Look for the word "trace" in the entries and copy each line where it appears.

___ SUPPLIED MATERIAL ___

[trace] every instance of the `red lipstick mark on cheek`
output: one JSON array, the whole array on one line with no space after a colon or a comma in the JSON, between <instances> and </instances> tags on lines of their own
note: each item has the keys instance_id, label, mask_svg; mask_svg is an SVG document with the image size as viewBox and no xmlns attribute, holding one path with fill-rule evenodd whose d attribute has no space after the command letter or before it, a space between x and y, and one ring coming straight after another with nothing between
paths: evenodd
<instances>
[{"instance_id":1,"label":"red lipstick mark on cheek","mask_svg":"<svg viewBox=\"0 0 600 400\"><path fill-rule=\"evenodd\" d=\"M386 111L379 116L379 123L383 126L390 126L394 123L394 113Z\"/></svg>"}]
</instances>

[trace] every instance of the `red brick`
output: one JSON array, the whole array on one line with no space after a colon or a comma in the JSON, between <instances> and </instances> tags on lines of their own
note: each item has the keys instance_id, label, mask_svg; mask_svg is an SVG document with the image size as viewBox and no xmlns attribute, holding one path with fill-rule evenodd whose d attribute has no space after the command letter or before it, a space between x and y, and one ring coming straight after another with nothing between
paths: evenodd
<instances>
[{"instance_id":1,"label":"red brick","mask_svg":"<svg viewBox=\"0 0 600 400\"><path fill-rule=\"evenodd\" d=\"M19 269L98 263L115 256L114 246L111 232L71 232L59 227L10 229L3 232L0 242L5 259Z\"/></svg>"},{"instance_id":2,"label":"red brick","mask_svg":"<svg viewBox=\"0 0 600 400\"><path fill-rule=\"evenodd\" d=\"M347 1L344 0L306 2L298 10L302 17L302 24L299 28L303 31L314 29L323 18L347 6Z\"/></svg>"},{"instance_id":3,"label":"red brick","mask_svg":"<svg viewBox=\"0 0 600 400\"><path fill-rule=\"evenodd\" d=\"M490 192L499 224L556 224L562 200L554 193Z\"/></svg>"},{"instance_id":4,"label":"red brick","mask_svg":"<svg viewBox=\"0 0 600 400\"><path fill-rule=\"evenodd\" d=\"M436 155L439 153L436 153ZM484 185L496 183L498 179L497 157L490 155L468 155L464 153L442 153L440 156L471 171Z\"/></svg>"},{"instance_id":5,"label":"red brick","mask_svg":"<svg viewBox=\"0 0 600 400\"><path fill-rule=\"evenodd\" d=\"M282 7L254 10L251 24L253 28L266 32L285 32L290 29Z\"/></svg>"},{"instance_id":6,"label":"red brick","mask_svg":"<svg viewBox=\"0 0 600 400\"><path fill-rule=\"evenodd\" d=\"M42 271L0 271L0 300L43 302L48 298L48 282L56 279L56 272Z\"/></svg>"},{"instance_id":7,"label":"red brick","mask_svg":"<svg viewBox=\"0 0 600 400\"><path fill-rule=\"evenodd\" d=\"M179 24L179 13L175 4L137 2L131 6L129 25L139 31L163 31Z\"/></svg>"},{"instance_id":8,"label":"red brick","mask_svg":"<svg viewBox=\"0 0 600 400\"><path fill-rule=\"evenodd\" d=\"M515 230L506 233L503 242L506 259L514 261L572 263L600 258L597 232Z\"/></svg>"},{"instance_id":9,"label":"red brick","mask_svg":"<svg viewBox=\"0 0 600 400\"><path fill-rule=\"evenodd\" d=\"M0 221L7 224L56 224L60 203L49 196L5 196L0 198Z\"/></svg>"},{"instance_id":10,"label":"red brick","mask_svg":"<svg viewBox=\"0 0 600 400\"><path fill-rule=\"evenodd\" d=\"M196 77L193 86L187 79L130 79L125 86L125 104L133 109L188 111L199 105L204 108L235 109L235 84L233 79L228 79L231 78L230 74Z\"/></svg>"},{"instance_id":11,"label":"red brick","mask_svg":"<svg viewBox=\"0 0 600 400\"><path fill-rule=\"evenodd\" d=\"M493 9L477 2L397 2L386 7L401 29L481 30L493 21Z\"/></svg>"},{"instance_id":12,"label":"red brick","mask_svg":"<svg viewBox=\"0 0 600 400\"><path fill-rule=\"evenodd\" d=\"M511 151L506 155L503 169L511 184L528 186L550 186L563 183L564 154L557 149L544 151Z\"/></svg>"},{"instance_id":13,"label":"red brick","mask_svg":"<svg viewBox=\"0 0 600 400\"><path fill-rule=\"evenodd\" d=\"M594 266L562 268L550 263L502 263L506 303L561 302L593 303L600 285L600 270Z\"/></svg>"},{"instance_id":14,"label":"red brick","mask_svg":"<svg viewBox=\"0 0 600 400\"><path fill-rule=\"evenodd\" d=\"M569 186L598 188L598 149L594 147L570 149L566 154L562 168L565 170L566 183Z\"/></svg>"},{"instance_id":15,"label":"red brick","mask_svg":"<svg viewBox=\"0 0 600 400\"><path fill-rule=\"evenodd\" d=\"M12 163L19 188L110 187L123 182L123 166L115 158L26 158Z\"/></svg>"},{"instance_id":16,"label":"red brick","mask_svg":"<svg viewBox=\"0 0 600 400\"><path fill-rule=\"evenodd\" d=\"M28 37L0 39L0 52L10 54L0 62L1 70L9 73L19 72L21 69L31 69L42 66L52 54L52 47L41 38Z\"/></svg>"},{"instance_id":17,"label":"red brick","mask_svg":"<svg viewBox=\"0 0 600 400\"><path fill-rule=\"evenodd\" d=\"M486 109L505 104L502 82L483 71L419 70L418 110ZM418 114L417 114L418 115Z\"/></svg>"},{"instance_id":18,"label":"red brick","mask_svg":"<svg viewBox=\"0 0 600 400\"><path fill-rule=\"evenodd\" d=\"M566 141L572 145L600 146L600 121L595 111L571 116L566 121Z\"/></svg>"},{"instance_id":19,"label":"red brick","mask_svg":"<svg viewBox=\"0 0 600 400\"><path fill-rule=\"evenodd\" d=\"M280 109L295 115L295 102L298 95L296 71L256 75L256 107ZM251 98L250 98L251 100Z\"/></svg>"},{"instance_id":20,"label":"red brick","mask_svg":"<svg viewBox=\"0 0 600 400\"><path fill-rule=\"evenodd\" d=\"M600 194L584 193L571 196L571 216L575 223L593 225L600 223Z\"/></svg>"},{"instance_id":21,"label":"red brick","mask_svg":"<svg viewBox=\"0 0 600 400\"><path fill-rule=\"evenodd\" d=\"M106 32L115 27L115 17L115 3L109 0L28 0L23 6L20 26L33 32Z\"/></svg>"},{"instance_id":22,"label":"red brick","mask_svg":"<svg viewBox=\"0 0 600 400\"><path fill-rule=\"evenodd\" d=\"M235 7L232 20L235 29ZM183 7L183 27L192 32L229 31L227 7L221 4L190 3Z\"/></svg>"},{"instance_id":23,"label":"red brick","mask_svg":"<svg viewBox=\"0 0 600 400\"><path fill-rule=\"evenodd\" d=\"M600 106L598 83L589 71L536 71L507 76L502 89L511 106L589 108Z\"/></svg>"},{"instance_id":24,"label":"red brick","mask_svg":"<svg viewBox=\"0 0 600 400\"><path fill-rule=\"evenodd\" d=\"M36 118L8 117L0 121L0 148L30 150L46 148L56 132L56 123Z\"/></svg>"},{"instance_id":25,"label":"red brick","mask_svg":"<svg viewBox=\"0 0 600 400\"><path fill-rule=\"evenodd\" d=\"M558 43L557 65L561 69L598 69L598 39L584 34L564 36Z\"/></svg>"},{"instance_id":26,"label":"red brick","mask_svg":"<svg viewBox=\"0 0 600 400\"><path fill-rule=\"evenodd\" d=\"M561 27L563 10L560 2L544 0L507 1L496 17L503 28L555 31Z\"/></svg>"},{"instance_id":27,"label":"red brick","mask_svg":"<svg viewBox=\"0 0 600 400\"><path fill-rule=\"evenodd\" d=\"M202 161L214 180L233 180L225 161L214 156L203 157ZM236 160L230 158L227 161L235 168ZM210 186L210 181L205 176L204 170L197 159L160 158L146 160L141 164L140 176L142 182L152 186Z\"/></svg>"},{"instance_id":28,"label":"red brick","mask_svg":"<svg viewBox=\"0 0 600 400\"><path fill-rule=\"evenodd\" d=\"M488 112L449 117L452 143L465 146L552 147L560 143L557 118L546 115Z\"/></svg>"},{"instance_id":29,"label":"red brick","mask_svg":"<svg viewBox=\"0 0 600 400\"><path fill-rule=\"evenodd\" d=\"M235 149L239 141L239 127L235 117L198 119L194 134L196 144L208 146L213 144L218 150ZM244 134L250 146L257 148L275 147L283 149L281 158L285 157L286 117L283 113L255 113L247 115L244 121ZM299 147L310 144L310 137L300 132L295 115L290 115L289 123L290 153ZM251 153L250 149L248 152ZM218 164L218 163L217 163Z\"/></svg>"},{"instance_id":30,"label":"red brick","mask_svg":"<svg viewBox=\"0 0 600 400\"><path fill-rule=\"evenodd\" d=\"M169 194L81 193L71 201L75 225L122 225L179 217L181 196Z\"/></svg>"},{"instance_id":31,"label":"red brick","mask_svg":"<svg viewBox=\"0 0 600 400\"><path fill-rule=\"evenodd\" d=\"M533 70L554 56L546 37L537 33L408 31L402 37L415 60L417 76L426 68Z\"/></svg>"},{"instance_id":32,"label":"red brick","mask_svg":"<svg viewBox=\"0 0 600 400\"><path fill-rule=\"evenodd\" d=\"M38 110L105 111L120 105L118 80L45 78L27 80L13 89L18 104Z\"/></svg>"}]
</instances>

___

- **SOLUTION TO THIS EXERCISE**
[trace] every instance of the `red lipstick mark on cheek`
[trace] every instance of the `red brick`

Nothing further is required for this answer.